- JOB
Rewrite the material below as a JSON list of strings, with one string per line and blank lines omitted.

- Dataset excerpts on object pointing

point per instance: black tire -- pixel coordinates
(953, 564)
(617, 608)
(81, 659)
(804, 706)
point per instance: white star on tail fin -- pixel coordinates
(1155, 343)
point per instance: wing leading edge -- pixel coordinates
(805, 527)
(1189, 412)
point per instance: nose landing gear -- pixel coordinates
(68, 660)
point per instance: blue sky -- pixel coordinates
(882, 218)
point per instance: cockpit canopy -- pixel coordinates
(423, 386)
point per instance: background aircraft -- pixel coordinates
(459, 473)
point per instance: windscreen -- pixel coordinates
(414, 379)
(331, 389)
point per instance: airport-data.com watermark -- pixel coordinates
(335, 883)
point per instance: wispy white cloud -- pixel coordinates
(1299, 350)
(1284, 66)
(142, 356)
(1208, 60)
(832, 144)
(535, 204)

- SOLUTION
[
  "point per instance: black tire -- pixel coordinates",
  "(953, 564)",
  "(617, 608)",
  "(81, 659)",
  "(804, 706)",
  "point per instance: white star on tail fin -- pixel coordinates",
  "(1155, 343)",
  "point per instance: wing leading edge -- pixel coordinates",
  "(805, 527)",
  "(1189, 412)",
  "point per instance: nose landing gear -- pixel coordinates",
  "(68, 660)",
  "point per instance: blue sky -- pixel coordinates",
  "(882, 218)",
  "point per instance: cockpit canopy -- pixel coordinates",
  "(423, 386)",
  "point per instance: background aircraft -- pixel coordinates",
  "(459, 473)",
  "point per instance: windscreen -- pixel coordinates",
  "(414, 379)",
  "(331, 389)",
  "point per instance: airport-data.com watermark -- pixel coordinates",
  "(335, 883)",
  "point per instance: wispy white cloud -- pixel coordinates",
  "(1299, 350)",
  "(1284, 66)",
  "(142, 356)",
  "(1208, 60)",
  "(832, 144)",
  "(535, 204)"
]